» **Provided records**:
-------------------------

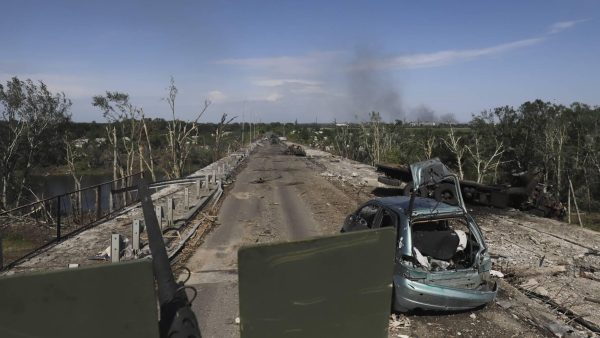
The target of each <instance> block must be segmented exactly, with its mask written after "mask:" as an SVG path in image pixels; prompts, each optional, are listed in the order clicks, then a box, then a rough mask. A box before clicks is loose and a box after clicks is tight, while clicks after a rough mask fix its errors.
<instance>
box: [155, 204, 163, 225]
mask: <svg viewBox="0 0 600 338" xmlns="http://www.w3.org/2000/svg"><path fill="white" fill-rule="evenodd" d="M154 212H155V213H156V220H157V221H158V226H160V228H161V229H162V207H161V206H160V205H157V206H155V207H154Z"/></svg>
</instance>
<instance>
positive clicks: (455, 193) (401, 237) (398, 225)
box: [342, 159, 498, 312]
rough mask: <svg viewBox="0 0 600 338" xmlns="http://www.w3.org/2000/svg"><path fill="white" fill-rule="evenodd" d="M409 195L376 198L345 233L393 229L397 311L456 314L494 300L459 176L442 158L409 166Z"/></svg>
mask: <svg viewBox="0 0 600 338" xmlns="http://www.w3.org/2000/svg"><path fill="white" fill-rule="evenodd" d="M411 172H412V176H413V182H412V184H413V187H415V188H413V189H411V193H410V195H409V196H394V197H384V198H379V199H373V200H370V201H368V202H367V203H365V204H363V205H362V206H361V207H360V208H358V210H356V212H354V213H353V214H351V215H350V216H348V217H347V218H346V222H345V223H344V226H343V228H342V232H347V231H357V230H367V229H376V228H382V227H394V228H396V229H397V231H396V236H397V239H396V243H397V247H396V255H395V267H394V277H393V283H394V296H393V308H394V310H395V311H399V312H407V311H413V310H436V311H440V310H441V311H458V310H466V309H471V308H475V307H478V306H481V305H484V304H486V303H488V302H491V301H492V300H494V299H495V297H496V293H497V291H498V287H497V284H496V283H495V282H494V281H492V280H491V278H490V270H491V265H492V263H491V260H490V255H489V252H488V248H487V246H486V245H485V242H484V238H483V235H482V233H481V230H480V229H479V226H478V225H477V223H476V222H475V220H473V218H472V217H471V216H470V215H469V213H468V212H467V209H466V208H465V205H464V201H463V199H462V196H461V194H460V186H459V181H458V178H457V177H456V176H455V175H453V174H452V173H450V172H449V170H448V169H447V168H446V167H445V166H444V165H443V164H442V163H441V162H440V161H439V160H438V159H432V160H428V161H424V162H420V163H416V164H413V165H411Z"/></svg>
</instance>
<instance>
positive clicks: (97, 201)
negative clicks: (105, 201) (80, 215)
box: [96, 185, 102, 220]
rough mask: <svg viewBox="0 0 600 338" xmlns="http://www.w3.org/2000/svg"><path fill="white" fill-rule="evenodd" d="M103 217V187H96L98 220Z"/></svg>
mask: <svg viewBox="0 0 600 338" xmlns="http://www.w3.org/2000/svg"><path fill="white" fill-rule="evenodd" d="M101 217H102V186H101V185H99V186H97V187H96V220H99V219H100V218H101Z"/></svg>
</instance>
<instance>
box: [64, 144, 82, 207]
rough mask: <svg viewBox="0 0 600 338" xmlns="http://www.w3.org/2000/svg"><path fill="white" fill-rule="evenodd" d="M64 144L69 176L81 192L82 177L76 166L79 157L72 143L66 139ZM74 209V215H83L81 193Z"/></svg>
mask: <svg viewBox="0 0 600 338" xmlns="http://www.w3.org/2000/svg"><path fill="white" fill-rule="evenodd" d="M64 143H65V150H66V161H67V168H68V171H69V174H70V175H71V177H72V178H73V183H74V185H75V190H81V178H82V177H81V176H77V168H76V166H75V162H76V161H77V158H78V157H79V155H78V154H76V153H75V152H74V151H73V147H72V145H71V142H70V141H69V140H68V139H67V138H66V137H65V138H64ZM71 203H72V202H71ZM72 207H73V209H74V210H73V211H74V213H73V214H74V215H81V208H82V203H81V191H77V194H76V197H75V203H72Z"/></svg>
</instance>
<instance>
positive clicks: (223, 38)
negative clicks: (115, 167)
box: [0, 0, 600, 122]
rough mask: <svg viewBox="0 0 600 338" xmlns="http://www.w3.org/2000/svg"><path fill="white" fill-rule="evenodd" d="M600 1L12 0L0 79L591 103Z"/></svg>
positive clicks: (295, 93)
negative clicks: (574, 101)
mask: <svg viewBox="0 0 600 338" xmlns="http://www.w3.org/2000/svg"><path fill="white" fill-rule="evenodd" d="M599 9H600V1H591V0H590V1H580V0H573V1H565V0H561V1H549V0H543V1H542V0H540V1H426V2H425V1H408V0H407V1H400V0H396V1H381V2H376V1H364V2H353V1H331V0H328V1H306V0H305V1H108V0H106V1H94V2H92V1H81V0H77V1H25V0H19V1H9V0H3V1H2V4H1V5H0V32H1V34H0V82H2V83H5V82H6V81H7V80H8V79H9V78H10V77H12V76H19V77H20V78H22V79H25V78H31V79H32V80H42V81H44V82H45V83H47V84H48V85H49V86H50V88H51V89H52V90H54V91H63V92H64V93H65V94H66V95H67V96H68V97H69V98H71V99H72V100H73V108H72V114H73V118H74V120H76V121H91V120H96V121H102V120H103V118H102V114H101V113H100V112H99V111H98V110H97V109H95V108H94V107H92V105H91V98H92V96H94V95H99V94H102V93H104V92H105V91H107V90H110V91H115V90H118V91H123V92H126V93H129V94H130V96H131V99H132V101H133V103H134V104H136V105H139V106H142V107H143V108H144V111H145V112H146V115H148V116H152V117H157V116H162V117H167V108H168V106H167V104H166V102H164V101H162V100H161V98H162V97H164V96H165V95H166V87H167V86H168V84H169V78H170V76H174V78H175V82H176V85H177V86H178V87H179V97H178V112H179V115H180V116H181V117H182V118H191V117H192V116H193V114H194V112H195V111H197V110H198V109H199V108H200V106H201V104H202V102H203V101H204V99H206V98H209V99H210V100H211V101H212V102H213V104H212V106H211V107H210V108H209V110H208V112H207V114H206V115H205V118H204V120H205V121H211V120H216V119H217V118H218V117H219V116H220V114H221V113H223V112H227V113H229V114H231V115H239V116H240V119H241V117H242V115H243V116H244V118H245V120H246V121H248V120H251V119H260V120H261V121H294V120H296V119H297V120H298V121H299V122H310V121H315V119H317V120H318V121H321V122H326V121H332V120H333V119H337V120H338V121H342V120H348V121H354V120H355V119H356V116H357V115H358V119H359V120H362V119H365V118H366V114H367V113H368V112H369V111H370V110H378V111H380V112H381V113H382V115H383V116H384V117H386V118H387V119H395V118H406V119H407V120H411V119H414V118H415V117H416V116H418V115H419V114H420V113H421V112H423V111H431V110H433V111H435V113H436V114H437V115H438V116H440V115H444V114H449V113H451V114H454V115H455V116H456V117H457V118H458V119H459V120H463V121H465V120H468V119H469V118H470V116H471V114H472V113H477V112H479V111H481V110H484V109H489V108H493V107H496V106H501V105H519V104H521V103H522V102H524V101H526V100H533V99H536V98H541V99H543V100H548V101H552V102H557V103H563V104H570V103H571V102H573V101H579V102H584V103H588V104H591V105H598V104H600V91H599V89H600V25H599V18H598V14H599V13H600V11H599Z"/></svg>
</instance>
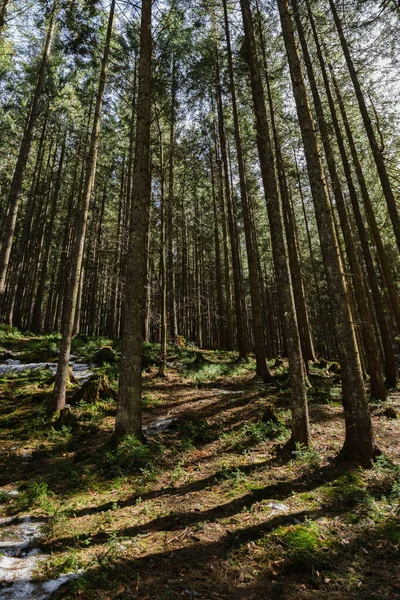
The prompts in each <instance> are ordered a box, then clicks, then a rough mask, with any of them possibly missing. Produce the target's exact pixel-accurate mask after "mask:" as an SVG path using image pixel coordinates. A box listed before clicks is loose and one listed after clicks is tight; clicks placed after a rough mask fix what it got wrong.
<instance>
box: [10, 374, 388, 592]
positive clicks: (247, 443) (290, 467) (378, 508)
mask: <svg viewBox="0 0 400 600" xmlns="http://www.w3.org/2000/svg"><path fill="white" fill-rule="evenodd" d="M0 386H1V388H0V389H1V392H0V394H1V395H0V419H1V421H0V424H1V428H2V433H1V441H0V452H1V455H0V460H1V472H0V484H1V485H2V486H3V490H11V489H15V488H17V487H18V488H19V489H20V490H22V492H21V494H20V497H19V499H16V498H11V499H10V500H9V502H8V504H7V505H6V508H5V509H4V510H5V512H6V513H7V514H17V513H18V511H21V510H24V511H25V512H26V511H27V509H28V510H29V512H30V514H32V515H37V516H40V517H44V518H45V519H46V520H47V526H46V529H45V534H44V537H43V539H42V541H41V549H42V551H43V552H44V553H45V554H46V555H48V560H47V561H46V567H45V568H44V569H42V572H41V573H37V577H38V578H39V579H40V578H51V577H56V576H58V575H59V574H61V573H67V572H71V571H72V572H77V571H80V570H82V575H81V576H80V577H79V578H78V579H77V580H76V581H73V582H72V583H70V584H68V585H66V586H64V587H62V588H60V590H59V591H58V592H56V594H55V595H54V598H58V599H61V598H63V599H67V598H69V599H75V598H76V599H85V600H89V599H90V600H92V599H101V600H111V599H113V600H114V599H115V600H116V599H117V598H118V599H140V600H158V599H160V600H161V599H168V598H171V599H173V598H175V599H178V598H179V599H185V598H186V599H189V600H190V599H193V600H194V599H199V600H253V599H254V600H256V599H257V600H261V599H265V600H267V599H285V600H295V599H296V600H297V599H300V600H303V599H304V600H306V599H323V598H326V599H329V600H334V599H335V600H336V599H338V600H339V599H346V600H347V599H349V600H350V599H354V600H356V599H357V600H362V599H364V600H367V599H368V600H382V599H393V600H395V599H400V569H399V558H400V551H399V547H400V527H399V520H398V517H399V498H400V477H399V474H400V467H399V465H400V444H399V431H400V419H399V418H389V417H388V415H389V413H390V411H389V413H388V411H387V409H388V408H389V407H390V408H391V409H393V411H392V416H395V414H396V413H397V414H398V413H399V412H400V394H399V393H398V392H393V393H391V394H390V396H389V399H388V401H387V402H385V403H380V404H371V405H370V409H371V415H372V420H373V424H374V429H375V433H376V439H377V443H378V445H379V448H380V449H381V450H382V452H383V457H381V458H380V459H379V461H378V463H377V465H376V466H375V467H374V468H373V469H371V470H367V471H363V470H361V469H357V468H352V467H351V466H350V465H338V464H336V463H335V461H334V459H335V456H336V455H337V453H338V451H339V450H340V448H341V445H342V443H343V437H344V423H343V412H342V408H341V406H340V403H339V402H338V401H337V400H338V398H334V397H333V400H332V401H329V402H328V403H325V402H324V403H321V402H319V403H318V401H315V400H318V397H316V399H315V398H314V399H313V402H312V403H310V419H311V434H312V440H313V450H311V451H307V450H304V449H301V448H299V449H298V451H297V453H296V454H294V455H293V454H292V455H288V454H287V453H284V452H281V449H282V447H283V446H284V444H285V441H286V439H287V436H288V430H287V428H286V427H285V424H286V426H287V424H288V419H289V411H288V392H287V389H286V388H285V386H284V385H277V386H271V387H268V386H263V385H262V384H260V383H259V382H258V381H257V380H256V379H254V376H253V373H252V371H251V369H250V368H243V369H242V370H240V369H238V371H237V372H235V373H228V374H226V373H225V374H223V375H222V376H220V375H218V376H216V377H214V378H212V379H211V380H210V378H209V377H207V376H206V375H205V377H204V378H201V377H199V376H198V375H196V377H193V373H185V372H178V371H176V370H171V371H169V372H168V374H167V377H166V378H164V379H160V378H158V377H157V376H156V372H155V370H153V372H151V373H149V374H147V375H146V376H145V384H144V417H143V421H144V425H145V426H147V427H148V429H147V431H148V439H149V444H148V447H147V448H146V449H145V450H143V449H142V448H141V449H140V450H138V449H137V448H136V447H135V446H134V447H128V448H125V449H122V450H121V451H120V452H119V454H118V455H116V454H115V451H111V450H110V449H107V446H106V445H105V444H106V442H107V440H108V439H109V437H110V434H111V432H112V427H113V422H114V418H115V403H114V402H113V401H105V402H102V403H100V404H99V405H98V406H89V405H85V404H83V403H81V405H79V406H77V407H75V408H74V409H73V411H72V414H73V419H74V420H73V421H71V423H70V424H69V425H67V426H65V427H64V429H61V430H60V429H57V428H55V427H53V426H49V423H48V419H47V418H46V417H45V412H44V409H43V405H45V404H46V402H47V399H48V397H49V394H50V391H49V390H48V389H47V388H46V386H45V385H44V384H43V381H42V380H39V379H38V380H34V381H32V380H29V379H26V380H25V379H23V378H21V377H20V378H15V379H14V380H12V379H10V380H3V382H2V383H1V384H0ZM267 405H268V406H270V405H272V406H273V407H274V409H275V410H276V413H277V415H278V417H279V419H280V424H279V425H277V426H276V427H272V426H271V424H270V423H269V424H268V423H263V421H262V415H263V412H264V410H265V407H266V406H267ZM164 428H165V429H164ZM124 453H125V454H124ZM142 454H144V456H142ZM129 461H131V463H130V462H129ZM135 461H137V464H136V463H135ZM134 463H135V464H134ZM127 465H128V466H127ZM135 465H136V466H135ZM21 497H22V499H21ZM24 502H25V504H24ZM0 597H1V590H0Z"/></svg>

-------------------------

In the data above, retype exactly and only the lines between the one holding "1L12 0L0 79L591" and the one holding "positive clicks: (295, 93)", inclusive.

rough mask: <svg viewBox="0 0 600 338" xmlns="http://www.w3.org/2000/svg"><path fill="white" fill-rule="evenodd" d="M600 1L12 0L0 79L591 103Z"/></svg>
positive clicks: (295, 93)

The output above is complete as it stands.